(Rows taken from a pointing dataset)

==========

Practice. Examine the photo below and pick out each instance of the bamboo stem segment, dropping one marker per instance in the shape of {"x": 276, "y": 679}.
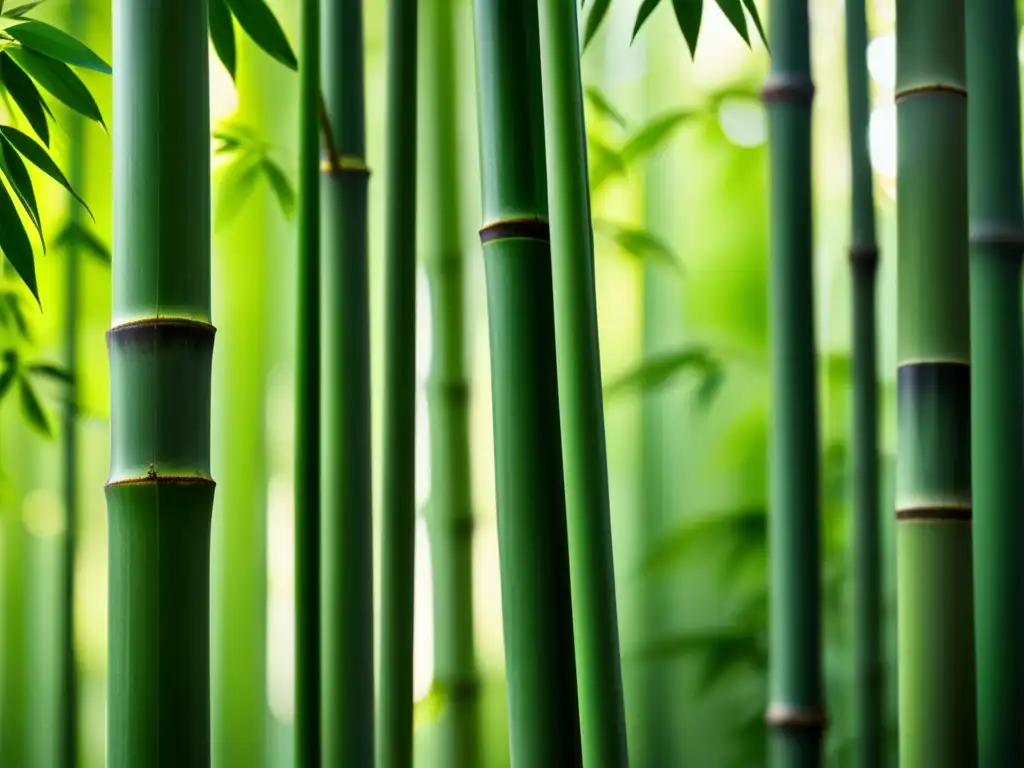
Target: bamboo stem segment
{"x": 935, "y": 613}
{"x": 796, "y": 715}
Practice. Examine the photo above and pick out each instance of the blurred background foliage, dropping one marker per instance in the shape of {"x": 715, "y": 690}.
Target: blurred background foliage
{"x": 679, "y": 173}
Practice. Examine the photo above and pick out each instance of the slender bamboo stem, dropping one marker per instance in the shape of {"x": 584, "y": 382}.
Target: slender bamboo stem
{"x": 394, "y": 748}
{"x": 544, "y": 714}
{"x": 76, "y": 171}
{"x": 996, "y": 409}
{"x": 307, "y": 456}
{"x": 935, "y": 611}
{"x": 450, "y": 511}
{"x": 868, "y": 700}
{"x": 347, "y": 633}
{"x": 160, "y": 493}
{"x": 796, "y": 715}
{"x": 596, "y": 621}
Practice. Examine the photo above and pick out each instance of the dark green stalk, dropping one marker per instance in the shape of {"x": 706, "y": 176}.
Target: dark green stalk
{"x": 307, "y": 414}
{"x": 160, "y": 493}
{"x": 450, "y": 512}
{"x": 544, "y": 713}
{"x": 398, "y": 494}
{"x": 867, "y": 693}
{"x": 796, "y": 713}
{"x": 76, "y": 170}
{"x": 596, "y": 625}
{"x": 347, "y": 550}
{"x": 996, "y": 410}
{"x": 935, "y": 603}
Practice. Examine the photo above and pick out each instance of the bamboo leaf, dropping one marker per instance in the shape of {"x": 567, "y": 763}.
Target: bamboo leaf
{"x": 38, "y": 156}
{"x": 597, "y": 13}
{"x": 222, "y": 35}
{"x": 56, "y": 78}
{"x": 52, "y": 42}
{"x": 33, "y": 409}
{"x": 603, "y": 107}
{"x": 280, "y": 184}
{"x": 655, "y": 133}
{"x": 17, "y": 175}
{"x": 733, "y": 10}
{"x": 688, "y": 16}
{"x": 658, "y": 370}
{"x": 259, "y": 23}
{"x": 646, "y": 8}
{"x": 27, "y": 96}
{"x": 14, "y": 243}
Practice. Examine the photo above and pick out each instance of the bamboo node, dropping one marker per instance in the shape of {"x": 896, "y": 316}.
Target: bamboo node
{"x": 790, "y": 88}
{"x": 531, "y": 228}
{"x": 795, "y": 717}
{"x": 927, "y": 89}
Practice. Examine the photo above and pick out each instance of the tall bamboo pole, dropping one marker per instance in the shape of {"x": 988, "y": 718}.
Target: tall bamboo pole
{"x": 868, "y": 700}
{"x": 596, "y": 620}
{"x": 394, "y": 748}
{"x": 347, "y": 548}
{"x": 935, "y": 611}
{"x": 996, "y": 409}
{"x": 450, "y": 511}
{"x": 796, "y": 715}
{"x": 160, "y": 493}
{"x": 544, "y": 715}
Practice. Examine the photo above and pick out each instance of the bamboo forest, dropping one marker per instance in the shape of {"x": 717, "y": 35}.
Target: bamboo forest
{"x": 511, "y": 383}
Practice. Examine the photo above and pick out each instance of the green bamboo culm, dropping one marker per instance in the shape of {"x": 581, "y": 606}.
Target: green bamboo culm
{"x": 450, "y": 511}
{"x": 307, "y": 404}
{"x": 935, "y": 605}
{"x": 602, "y": 712}
{"x": 160, "y": 493}
{"x": 996, "y": 232}
{"x": 394, "y": 744}
{"x": 796, "y": 714}
{"x": 868, "y": 686}
{"x": 537, "y": 611}
{"x": 76, "y": 171}
{"x": 347, "y": 631}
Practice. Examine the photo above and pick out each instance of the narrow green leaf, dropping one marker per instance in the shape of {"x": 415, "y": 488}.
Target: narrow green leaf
{"x": 27, "y": 96}
{"x": 52, "y": 42}
{"x": 597, "y": 13}
{"x": 56, "y": 78}
{"x": 14, "y": 243}
{"x": 660, "y": 369}
{"x": 38, "y": 156}
{"x": 752, "y": 8}
{"x": 603, "y": 107}
{"x": 646, "y": 8}
{"x": 688, "y": 15}
{"x": 17, "y": 176}
{"x": 222, "y": 35}
{"x": 280, "y": 184}
{"x": 654, "y": 133}
{"x": 33, "y": 409}
{"x": 259, "y": 23}
{"x": 50, "y": 371}
{"x": 733, "y": 10}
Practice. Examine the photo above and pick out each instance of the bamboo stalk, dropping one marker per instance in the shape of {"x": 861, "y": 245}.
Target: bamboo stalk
{"x": 537, "y": 610}
{"x": 596, "y": 620}
{"x": 160, "y": 493}
{"x": 997, "y": 377}
{"x": 346, "y": 527}
{"x": 796, "y": 714}
{"x": 935, "y": 612}
{"x": 868, "y": 700}
{"x": 398, "y": 489}
{"x": 307, "y": 424}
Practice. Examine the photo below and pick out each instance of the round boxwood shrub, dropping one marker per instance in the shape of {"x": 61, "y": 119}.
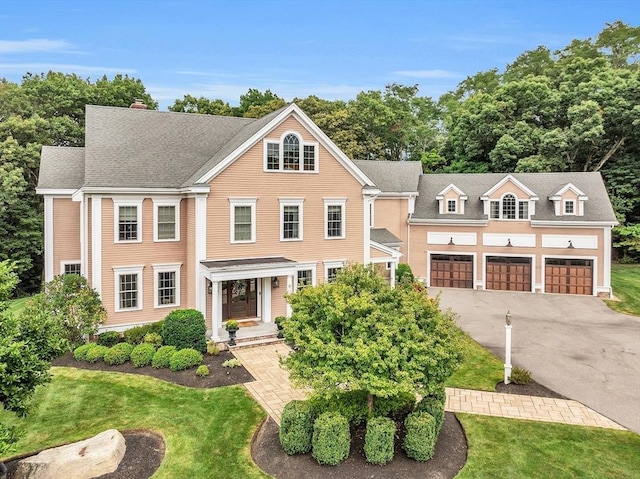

==========

EXERCISE DIRECTIONS
Copy out every line of the material above verbatim, leaving out the pictures.

SOLUTION BELOW
Practice. Examine the photo below and pick out each instance of the bamboo stem segment, dropping one marker per instance in the shape of {"x": 276, "y": 679}.
Target: bamboo stem segment
{"x": 935, "y": 613}
{"x": 796, "y": 715}
Practice. Examine the photo above and pick out each instance of the blurred background foliage, dropping one marker per instance in the shape of {"x": 715, "y": 690}.
Target: blurred background foliage
{"x": 679, "y": 173}
Practice. Examine the photo above and pick out each instance of the slender bamboo stem, dropping one marker per instance in the shape of {"x": 584, "y": 382}.
Target: slender bamboo stem
{"x": 394, "y": 748}
{"x": 544, "y": 714}
{"x": 76, "y": 171}
{"x": 996, "y": 409}
{"x": 307, "y": 456}
{"x": 935, "y": 611}
{"x": 450, "y": 511}
{"x": 868, "y": 700}
{"x": 347, "y": 633}
{"x": 160, "y": 493}
{"x": 796, "y": 715}
{"x": 596, "y": 621}
Practice. Examine the photo above and pick out each instance of the dark green stalk, dropping one marker per instance in the shape of {"x": 706, "y": 176}.
Target: dark green stalk
{"x": 307, "y": 414}
{"x": 160, "y": 493}
{"x": 450, "y": 512}
{"x": 544, "y": 713}
{"x": 398, "y": 494}
{"x": 867, "y": 693}
{"x": 796, "y": 713}
{"x": 76, "y": 170}
{"x": 596, "y": 625}
{"x": 347, "y": 550}
{"x": 996, "y": 410}
{"x": 935, "y": 603}
Practice. Examine the photo above and pick out each instance of the bamboo leaf, dropping one marker per instance in the shape of {"x": 567, "y": 763}.
Target: bamboo leaf
{"x": 38, "y": 156}
{"x": 597, "y": 13}
{"x": 222, "y": 35}
{"x": 56, "y": 78}
{"x": 52, "y": 42}
{"x": 33, "y": 409}
{"x": 603, "y": 107}
{"x": 280, "y": 184}
{"x": 655, "y": 133}
{"x": 17, "y": 175}
{"x": 733, "y": 10}
{"x": 688, "y": 16}
{"x": 658, "y": 370}
{"x": 259, "y": 23}
{"x": 646, "y": 8}
{"x": 27, "y": 96}
{"x": 14, "y": 243}
Practice. Examine the photo above and pick out each instance of the bamboo node, dropping one marker per instance in the shape of {"x": 896, "y": 316}.
Target: bamboo node
{"x": 790, "y": 88}
{"x": 531, "y": 228}
{"x": 795, "y": 717}
{"x": 927, "y": 89}
Practice. Examine the photo above and pick out each instance of the tall bamboo pole, dropping one marker per instance in the shape of {"x": 988, "y": 718}.
Target: tall bamboo pole
{"x": 868, "y": 700}
{"x": 596, "y": 620}
{"x": 394, "y": 748}
{"x": 347, "y": 548}
{"x": 935, "y": 611}
{"x": 996, "y": 409}
{"x": 450, "y": 511}
{"x": 796, "y": 715}
{"x": 160, "y": 493}
{"x": 544, "y": 715}
Practice. Examine the photo above and pick out each instance of the bamboo forest, dropping one marker per instance in the shape of {"x": 717, "y": 35}.
Target: bamboo forest
{"x": 511, "y": 383}
Practice. Examine the photo above and pick out each instance of the green bamboo culm, dropping one marker per instance in the shape of {"x": 581, "y": 606}.
Target: green bamboo culm
{"x": 450, "y": 511}
{"x": 307, "y": 404}
{"x": 935, "y": 605}
{"x": 602, "y": 712}
{"x": 160, "y": 493}
{"x": 996, "y": 232}
{"x": 394, "y": 744}
{"x": 796, "y": 714}
{"x": 868, "y": 686}
{"x": 537, "y": 611}
{"x": 76, "y": 171}
{"x": 347, "y": 631}
Practice. Examine the photo above and pick out each instance of the narrow green leaf, dropping one marker per instance in the shape of {"x": 415, "y": 488}.
Target: narrow green leaf
{"x": 27, "y": 96}
{"x": 52, "y": 42}
{"x": 597, "y": 13}
{"x": 56, "y": 78}
{"x": 14, "y": 243}
{"x": 660, "y": 369}
{"x": 38, "y": 156}
{"x": 752, "y": 8}
{"x": 603, "y": 107}
{"x": 646, "y": 8}
{"x": 688, "y": 15}
{"x": 17, "y": 176}
{"x": 222, "y": 35}
{"x": 280, "y": 184}
{"x": 654, "y": 133}
{"x": 33, "y": 409}
{"x": 259, "y": 23}
{"x": 50, "y": 371}
{"x": 733, "y": 10}
Practice. Examine the photo above and pick out each instance of the bamboo stalk, dropping one marker per instance in the shape of {"x": 861, "y": 245}.
Target: bamboo stalk
{"x": 537, "y": 610}
{"x": 596, "y": 620}
{"x": 160, "y": 493}
{"x": 997, "y": 377}
{"x": 346, "y": 527}
{"x": 796, "y": 714}
{"x": 935, "y": 612}
{"x": 868, "y": 700}
{"x": 398, "y": 489}
{"x": 307, "y": 424}
Practice. Examine the photo below and pick out each instance of the round boxwood shrub, dropping one marker per instance in the shape of {"x": 61, "y": 119}.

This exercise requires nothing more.